Written exercise >> Each record must be reproduced exactly as it is shown.

Records from a data collection:
-=-=-

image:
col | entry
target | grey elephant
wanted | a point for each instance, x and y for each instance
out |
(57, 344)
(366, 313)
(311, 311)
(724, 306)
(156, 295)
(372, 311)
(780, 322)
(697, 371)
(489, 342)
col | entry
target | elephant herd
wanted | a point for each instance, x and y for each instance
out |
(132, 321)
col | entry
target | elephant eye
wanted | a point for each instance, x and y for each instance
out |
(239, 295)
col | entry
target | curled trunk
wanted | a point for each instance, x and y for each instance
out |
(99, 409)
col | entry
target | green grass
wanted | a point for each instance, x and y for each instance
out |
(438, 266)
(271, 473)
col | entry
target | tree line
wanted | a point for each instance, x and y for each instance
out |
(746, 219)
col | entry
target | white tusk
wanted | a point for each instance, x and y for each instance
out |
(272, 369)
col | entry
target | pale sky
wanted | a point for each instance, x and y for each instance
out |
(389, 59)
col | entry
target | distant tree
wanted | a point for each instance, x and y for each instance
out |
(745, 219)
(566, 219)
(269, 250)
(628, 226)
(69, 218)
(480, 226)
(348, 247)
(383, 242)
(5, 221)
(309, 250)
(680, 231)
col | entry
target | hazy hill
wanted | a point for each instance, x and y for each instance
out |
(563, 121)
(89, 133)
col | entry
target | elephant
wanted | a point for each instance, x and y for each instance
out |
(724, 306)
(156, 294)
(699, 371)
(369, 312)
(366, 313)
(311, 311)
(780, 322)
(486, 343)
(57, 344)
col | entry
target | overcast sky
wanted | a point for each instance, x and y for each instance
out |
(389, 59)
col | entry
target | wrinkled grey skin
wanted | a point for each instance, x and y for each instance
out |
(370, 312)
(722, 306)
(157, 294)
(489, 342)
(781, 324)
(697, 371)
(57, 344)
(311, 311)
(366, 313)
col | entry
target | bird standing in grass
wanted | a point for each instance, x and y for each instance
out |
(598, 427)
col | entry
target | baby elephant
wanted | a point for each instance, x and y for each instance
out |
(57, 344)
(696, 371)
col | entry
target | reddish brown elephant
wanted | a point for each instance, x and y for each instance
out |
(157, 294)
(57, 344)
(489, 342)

-=-=-

Problem solution >>
image:
col | entry
target | grey elephant
wanted | a point for each instance, x and y for each instance
out |
(57, 344)
(366, 313)
(311, 311)
(724, 306)
(156, 295)
(372, 311)
(780, 322)
(697, 371)
(489, 342)
col | entry
target | elephant herd
wanted | a point for each instance, x and y for each instance
out |
(132, 321)
col | entry
target | elephant eye
wanted | a point for each instance, x and y for each instance
out |
(239, 295)
col | entry
target | curled trunk
wanted | a point for each instance, x and y for each instance
out |
(99, 409)
col | entry
target | green grass
wanted | a point for each instance, x and y for each instance
out |
(438, 266)
(271, 473)
col | entry
target | tree line
wanted | a point for each instance, x and y for each instance
out |
(746, 219)
col | entry
target | white tusk
wanted | a point for each instance, x and y for each instance
out |
(272, 369)
col | entry
target | pale sky
wanted | a point for each instance, x and y for each instance
out |
(389, 59)
col | entry
target | distant tree
wanted | a point for each instance, x and y for each instance
out |
(745, 219)
(566, 219)
(269, 250)
(628, 226)
(69, 218)
(480, 226)
(348, 247)
(383, 242)
(5, 221)
(309, 250)
(680, 231)
col | entry
target | hazy hill
wanted | a point for each instance, x and y for each instance
out |
(563, 121)
(89, 133)
col | entry
target | elephant
wanted | a point for each instance, x and y for each instance
out |
(724, 306)
(156, 294)
(699, 371)
(369, 312)
(366, 313)
(311, 311)
(780, 322)
(486, 343)
(57, 344)
col | entry
target | overcast sky
wanted | a point for each instance, x and y for each instance
out |
(389, 59)
col | entry
target | wrinkled grey skin
wanted | a point for each instance, x and y for each instance
out |
(370, 312)
(722, 306)
(157, 294)
(489, 342)
(781, 324)
(697, 371)
(57, 344)
(311, 311)
(366, 313)
col | entry
target | bird standing in grass
wanted | a point for each instance, x and y for each instance
out |
(598, 427)
col | entry
target | baby elephant
wanted | a point for each instance, x and y for each instance
out |
(57, 344)
(696, 371)
col | entry
target | reddish brown elephant
wanted | a point for each instance, x and y for each instance
out |
(157, 294)
(57, 344)
(489, 342)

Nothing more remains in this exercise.